Task statement: Print the data in full, exactly as it reads.

++++++++++

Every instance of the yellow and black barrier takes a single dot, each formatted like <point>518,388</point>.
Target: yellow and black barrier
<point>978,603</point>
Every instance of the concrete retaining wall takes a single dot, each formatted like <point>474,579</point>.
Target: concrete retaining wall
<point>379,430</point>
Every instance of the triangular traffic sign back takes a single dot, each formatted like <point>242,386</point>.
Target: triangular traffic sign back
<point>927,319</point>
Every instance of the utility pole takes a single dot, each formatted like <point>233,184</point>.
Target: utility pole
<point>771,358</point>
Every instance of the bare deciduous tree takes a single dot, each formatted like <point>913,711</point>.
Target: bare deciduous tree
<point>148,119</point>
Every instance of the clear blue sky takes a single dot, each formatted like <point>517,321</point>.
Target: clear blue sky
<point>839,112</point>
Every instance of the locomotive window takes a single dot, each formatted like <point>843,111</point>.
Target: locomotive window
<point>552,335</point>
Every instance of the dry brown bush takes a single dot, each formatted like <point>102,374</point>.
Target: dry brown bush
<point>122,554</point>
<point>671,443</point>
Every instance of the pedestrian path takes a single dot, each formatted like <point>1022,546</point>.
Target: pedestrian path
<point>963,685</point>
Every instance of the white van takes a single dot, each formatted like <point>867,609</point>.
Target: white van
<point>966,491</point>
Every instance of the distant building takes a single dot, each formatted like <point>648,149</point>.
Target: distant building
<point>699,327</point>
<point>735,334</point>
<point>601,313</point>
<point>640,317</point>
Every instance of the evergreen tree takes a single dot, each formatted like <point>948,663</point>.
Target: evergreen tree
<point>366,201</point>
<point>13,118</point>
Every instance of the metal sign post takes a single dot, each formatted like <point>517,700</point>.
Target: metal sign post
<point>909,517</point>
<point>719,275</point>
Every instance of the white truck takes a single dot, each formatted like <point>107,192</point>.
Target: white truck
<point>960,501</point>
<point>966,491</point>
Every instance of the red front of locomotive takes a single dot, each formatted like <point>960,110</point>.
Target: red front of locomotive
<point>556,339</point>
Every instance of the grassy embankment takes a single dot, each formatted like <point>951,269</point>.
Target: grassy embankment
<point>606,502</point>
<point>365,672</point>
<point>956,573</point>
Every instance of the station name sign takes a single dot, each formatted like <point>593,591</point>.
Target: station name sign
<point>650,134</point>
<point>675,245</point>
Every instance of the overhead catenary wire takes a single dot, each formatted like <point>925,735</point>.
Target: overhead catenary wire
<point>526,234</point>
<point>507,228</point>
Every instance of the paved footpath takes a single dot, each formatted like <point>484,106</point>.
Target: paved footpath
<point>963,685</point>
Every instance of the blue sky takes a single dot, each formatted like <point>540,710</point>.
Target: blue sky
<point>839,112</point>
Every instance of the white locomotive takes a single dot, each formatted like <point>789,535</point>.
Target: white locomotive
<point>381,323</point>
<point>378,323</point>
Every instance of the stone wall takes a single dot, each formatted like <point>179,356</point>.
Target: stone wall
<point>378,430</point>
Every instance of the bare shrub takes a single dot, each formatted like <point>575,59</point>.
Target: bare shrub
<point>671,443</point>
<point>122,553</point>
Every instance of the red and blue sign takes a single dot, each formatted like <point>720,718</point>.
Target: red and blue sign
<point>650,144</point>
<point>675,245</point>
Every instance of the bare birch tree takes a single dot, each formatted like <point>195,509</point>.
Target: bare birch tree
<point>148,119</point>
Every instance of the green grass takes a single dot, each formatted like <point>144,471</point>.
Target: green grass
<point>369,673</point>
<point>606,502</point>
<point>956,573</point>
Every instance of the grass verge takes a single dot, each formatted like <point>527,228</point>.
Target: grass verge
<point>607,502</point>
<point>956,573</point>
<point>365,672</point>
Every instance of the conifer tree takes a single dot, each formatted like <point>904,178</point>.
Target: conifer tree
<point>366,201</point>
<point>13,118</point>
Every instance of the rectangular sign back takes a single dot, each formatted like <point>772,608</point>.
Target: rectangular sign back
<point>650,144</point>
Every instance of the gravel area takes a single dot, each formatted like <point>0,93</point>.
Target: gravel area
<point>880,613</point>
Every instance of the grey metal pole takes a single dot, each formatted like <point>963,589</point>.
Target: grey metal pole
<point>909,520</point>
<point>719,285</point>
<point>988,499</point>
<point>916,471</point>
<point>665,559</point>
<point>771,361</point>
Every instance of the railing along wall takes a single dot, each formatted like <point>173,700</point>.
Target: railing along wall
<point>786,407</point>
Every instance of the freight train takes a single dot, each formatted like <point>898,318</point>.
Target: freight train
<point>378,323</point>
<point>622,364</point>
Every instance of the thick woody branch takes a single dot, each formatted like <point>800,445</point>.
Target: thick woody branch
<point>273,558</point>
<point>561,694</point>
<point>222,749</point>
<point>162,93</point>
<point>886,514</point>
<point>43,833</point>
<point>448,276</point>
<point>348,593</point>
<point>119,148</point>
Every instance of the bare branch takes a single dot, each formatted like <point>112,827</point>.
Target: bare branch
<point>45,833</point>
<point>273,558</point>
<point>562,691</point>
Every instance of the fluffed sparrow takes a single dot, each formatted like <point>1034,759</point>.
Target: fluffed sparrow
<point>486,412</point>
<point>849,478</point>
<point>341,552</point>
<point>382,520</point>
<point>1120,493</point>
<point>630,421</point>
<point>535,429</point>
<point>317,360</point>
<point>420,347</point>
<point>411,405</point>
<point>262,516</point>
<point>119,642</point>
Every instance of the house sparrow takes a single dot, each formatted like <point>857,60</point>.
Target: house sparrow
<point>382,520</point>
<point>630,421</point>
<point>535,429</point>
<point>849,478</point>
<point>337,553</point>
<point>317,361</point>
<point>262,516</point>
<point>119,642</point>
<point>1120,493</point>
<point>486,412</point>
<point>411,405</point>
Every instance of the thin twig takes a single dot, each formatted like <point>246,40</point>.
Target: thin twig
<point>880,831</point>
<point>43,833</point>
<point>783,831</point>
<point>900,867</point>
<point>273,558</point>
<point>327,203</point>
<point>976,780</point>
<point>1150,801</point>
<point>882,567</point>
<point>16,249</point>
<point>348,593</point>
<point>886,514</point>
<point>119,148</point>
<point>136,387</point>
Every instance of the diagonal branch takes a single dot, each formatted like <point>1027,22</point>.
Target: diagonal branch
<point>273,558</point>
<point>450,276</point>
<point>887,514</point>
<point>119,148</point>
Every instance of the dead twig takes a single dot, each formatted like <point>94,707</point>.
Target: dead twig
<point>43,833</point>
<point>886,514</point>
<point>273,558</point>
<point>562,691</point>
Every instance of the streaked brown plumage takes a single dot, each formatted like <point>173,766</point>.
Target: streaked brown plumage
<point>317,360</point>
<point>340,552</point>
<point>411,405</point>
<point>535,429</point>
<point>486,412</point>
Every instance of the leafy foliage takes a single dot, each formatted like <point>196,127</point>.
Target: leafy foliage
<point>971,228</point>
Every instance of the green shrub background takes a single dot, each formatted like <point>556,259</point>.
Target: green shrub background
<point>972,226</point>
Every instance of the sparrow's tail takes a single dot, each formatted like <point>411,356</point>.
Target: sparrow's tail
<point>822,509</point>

++++++++++

Response box:
Every instance of the yellow and black barrier takes a single dot, each formatted like <point>518,388</point>.
Target: yellow and black barrier
<point>978,603</point>
Every instance of the concrete retaining wall takes a single dot, each formatted like <point>474,579</point>.
Target: concrete retaining wall
<point>379,430</point>
Every instance of the triangular traffic sign back takes a single dot, each formatted like <point>242,386</point>.
Target: triangular traffic sign back
<point>927,319</point>
Every instance of the utility pole takes a single dot, each formatted like <point>233,184</point>.
Target: utility pole
<point>771,358</point>
Every instance of the bare deciduous tree takes a single dot, each formatted like <point>913,711</point>.
Target: bare deciduous tree
<point>148,119</point>
Every instance of the clear blue sky takes a single dot, each formatted like <point>517,321</point>.
Target: clear blue sky
<point>839,112</point>
Every instance of the locomotive window takes a single dot, each formatted like <point>843,111</point>.
Target: locomotive window
<point>552,335</point>
Every instance of the dry brown bush takes a single dot, each formatted like <point>102,374</point>.
Target: dry brown bush
<point>122,554</point>
<point>671,443</point>
Every instance of the pedestrian path takes a single dot, each formatted like <point>1022,546</point>.
Target: pedestrian path
<point>963,685</point>
Every instance of the white van takes a single dot, each formatted like <point>867,609</point>.
Target: white van
<point>966,491</point>
Every instance of the distant building takes a single dot, each formatted like <point>648,149</point>.
Target: distant building
<point>699,327</point>
<point>735,334</point>
<point>601,313</point>
<point>640,317</point>
Every instance of the evergreen tree takes a single dot, each formatted like <point>948,663</point>.
Target: evergreen tree
<point>366,201</point>
<point>13,118</point>
Every instance of the metal sign post takes a single dot, each formatted like <point>517,700</point>.
Target: metal sign post
<point>909,517</point>
<point>719,275</point>
Every instance of the white truck takes a single dot, each formatted like <point>107,192</point>.
Target: white truck
<point>960,501</point>
<point>966,491</point>
Every instance of the red front of locomotive takes a single dot, each formatted like <point>960,110</point>.
Target: red front of locomotive
<point>556,339</point>
Every instance of the grassy embankment takes a single dot, each formatted like <point>951,269</point>.
Target: grassy embankment
<point>606,502</point>
<point>365,672</point>
<point>956,573</point>
Every instance of the station name sign takes a single dot, each formatted like <point>593,591</point>.
Target: station name sign
<point>650,134</point>
<point>675,245</point>
Every instance of the overhead catenary wire takes a single dot, each formatted like <point>925,735</point>.
Target: overhead catenary wire
<point>526,234</point>
<point>507,228</point>
Every instance of the paved footpath takes a single dot, each formatted like <point>484,106</point>.
Target: paved footpath
<point>963,685</point>
Every instance of the blue sky takes a single dot, each formatted like <point>540,710</point>.
Target: blue sky
<point>839,112</point>
Every instance of the white locomotive takes a single dot, each formatted like <point>789,535</point>.
Target: white locomotive
<point>381,323</point>
<point>378,323</point>
Every instance of the stone wall takes a single dot, each formatted like <point>179,356</point>.
Target: stone wall
<point>378,430</point>
Every instance of the bare shrub takes a single dot, each formatted like <point>575,59</point>.
Target: bare shrub
<point>671,443</point>
<point>122,553</point>
Every instance of the red and blue sign takes a single dot, each formatted like <point>720,718</point>.
Target: red and blue sign
<point>650,144</point>
<point>675,245</point>
Every instance of the bare birch tree takes a single dot, each formatted like <point>195,509</point>.
Target: bare birch tree
<point>148,119</point>
Every instance of the green grass takes a single dot, each formatted like <point>144,471</point>.
Target: green grass
<point>369,673</point>
<point>606,502</point>
<point>956,573</point>
Every instance of the grass verge takes a single dot, each formatted like <point>527,228</point>.
Target: grass verge
<point>607,502</point>
<point>956,573</point>
<point>365,672</point>
Every instance of the conifer tree takes a single dot, each formatted like <point>904,178</point>.
Target: conifer tree
<point>366,201</point>
<point>13,118</point>
Every instance of the rectangular sign back takes a single dot, each formatted like <point>772,608</point>.
Target: rectangular sign back
<point>650,144</point>
Every instance of the gravel area takes a single dot, each formatted like <point>0,93</point>.
Target: gravel area
<point>880,613</point>
Every instance of the grey metal pole takes a single dot, each formatted like <point>963,589</point>.
Target: grey metal pole
<point>909,520</point>
<point>719,285</point>
<point>988,499</point>
<point>916,471</point>
<point>665,559</point>
<point>771,361</point>
Every instance of the railing along wall takes a single dot, each formatted like <point>173,700</point>.
Target: railing along wall
<point>786,407</point>
Every instance of the freight train takes a single dot, each formatted like <point>898,318</point>.
Target: freight train
<point>378,323</point>
<point>622,364</point>
Every instance of the thick woody branch takes a single dot, each formatted like <point>800,445</point>.
Target: thick woody branch
<point>273,558</point>
<point>561,694</point>
<point>222,749</point>
<point>162,93</point>
<point>886,514</point>
<point>43,833</point>
<point>448,276</point>
<point>348,593</point>
<point>119,148</point>
Every instance of the bare branch takes a single dot, each formatted like <point>112,827</point>.
Target: bare branch
<point>45,833</point>
<point>273,558</point>
<point>562,691</point>
Every instance of the fluffed sparrow takes a single dot, each formatted like <point>1034,759</point>.
Target: fluffed sparrow
<point>486,412</point>
<point>849,478</point>
<point>341,552</point>
<point>382,520</point>
<point>1120,493</point>
<point>630,421</point>
<point>535,429</point>
<point>317,360</point>
<point>420,347</point>
<point>411,405</point>
<point>262,516</point>
<point>119,642</point>
Every instance of the house sparrow takes a single dot, each formatted like <point>857,60</point>.
Target: house sparrow
<point>382,520</point>
<point>630,421</point>
<point>535,429</point>
<point>849,478</point>
<point>337,553</point>
<point>317,361</point>
<point>262,516</point>
<point>119,642</point>
<point>1120,493</point>
<point>486,412</point>
<point>411,405</point>
Every instance of the thin twig takes a single dot, each formatted like <point>246,40</point>.
Target: thin twig
<point>880,831</point>
<point>43,833</point>
<point>783,831</point>
<point>900,867</point>
<point>273,558</point>
<point>327,203</point>
<point>976,780</point>
<point>1150,801</point>
<point>882,567</point>
<point>16,249</point>
<point>348,593</point>
<point>886,514</point>
<point>119,148</point>
<point>136,387</point>
Every instance of the diagonal branch takes a single dot, each formatted like <point>1027,22</point>.
Target: diagonal branch
<point>273,558</point>
<point>450,276</point>
<point>887,514</point>
<point>119,148</point>
Every instance of the dead twig takes a single dot, each formatted like <point>94,707</point>.
Target: dead twig
<point>43,833</point>
<point>886,514</point>
<point>273,558</point>
<point>562,691</point>
Every instance of the streaked brown plumage takes a single dot, each formatted like <point>173,766</point>.
Target: streaked brown plumage
<point>317,360</point>
<point>340,552</point>
<point>411,405</point>
<point>535,429</point>
<point>486,412</point>
Every instance of the leafy foliage takes a single dot, each formatted like <point>196,127</point>.
Target: leafy foliage
<point>971,228</point>
Every instance of the green shrub background takes a single dot, each formatted like <point>556,259</point>.
Target: green shrub background
<point>972,226</point>
Every instance of the sparrow's tail takes a single dot, each formatted like <point>411,356</point>.
Target: sparrow's tail
<point>822,509</point>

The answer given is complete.